## [Instructions for the task]
Can you repeat each of the following items word for word, every one of them?

## [Dataset extract]
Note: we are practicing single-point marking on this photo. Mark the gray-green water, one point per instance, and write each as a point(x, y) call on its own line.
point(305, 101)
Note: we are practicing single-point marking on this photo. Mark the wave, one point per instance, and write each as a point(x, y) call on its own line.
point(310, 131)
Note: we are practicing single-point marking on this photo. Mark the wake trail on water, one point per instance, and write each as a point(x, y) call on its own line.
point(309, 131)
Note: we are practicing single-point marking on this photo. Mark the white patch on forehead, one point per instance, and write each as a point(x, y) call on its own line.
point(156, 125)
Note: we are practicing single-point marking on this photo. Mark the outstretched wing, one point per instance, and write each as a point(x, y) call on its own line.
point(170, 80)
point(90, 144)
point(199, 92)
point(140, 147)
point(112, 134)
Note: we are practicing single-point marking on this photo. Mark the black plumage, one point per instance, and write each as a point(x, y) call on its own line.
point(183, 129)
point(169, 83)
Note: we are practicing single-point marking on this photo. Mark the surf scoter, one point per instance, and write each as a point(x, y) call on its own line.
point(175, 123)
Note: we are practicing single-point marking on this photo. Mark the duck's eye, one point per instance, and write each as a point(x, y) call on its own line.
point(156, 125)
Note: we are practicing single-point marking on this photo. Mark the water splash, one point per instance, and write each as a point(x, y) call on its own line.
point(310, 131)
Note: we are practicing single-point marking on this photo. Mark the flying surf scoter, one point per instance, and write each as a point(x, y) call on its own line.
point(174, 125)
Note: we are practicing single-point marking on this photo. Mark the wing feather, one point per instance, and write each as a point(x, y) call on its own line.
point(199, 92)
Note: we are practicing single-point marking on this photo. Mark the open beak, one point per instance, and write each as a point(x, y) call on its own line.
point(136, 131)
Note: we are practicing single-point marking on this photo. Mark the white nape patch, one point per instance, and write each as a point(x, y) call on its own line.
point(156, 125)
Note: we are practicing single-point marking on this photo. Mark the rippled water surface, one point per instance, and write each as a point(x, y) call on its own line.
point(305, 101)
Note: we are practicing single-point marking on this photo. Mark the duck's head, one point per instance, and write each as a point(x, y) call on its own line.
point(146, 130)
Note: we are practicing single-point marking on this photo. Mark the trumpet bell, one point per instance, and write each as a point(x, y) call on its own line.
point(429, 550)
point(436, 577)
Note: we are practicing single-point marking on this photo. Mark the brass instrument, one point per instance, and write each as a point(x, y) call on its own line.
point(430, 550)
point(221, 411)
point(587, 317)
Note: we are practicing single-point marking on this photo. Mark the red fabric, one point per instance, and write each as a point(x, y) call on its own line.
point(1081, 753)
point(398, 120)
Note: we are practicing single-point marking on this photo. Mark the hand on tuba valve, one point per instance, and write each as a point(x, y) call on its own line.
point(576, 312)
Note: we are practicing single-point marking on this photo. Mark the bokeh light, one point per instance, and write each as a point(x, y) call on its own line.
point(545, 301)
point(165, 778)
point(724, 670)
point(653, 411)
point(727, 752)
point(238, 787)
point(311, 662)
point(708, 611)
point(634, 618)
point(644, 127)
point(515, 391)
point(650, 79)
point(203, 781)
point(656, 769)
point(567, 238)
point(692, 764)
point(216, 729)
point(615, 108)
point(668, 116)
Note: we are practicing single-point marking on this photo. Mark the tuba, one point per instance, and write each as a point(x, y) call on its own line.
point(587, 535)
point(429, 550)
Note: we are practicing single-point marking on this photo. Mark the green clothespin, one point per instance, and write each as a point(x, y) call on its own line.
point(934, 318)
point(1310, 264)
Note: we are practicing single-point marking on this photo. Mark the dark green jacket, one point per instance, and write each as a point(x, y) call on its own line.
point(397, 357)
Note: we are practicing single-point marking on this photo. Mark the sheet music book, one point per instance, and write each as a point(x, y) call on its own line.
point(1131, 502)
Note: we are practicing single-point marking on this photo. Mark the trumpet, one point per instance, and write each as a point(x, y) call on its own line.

## [Full solution]
Note: we are practicing single-point marking on this photo. Mark the gray-green water, one point per instance, and write each as a point(x, y) call on its own line.
point(305, 101)
Note: we are practicing single-point marking on this photo. Mark the wave, one point per instance, and write each as a point(x, y) call on its own line.
point(310, 131)
Note: we are practicing single-point marking on this photo. Mark the wake trail on water, one point per instance, and write each as a point(x, y) call on its own line.
point(309, 131)
Note: we are practicing single-point marking on this photo. Mark the white patch on forehead, one point per instance, and write each as a point(x, y) call on its own line.
point(156, 125)
Note: we are practicing single-point marking on this photo. Mark the outstretched wing, one point per instance, and write each as a point(x, y) call on its own line.
point(170, 80)
point(90, 144)
point(199, 92)
point(140, 147)
point(112, 134)
Note: we are practicing single-point marking on this photo. Mark the black plumage, one point per instance, and write each as a point(x, y) call on its own line.
point(183, 129)
point(169, 83)
Note: we are practicing single-point marking on this photo. Mark the surf scoter, one point per instance, and write each as a point(x, y) call on its own line.
point(175, 123)
Note: we are practicing single-point marking on this photo. Mark the duck's eye, one point per instance, and write each as a point(x, y) call on its own line.
point(156, 125)
Note: we are practicing single-point marking on this photo. Mark the water splash, one point per instance, and write each as a point(x, y) call on its own line.
point(310, 131)
Note: we are practicing single-point marking on this photo. Mark the flying surf scoter, one point per instance, and write each as a point(x, y) call on its own line.
point(174, 125)
Note: we are practicing single-point marking on this photo. Mark the wing feather, one point per instance, and write each as a point(x, y) call on its own line.
point(199, 92)
Note: we are practicing single-point marking on this photo. Mark the open beak, one point per instance, and write each as a point(x, y) call on its own line.
point(136, 131)
Note: we are practicing single-point marking on this photo. Mark the white nape patch, one point per instance, and write each as a point(x, y) call on its own line.
point(156, 125)
Note: we are practicing single-point marking on this photo. Mark the rippled water surface, one point per instance, and write each as a point(x, y) call on its own line.
point(305, 101)
Note: we are practicing single-point marking on this photo. Mark the duck's head, one point per instance, and write each as a point(x, y) call on its own line.
point(146, 130)
Note: we are practicing single-point marking on this photo. Mark the trumpet bell, one point per instance, and write each as a point(x, y) call on its own line.
point(429, 550)
point(436, 577)
Note: we are practicing single-point marking on this photo. Mark the brass instrument, one point per instance, and write each as a point(x, y) call on its own line.
point(430, 550)
point(221, 411)
point(587, 317)
Note: we are practicing single-point marking on this photo. Mark the red fabric, one point per instance, and write each as a point(x, y) call on its own line.
point(1081, 753)
point(398, 120)
Note: we are practicing single-point marking on this photo. Mark the hand on tuba valve, one point per instance, and write each as a point(x, y) call on its own line.
point(576, 312)
Note: we are practicing single-point marking on this photo. Mark the bokeh light, one point per instance, and write each as a point(x, y) call on its own line.
point(545, 301)
point(165, 778)
point(724, 670)
point(653, 411)
point(727, 752)
point(238, 787)
point(311, 662)
point(708, 611)
point(634, 618)
point(644, 127)
point(515, 391)
point(650, 79)
point(203, 781)
point(656, 769)
point(567, 238)
point(692, 764)
point(216, 729)
point(615, 108)
point(668, 116)
Note: we are practicing single-point marking on this photo. Mark the tuba, one point per instance, and write each as a point(x, y) call on its own line.
point(587, 535)
point(429, 550)
Note: we are practicing single-point marking on this photo. Mark the green clothespin, one point per instance, and write each as a point(x, y) call on its own line.
point(934, 318)
point(1310, 264)
Note: we are practicing single-point marking on this photo. Mark the dark green jacket, one point per instance, and write each as a point(x, y) call on its own line.
point(397, 357)
Note: we are practicing single-point marking on this photo. Mark the sheet music book, one point per instance, and write each as a point(x, y) call on its own line.
point(1131, 502)
Note: we are practicing single-point marking on this photo. Mark the trumpet, one point per instance, and write each as a point(x, y) call on its own line.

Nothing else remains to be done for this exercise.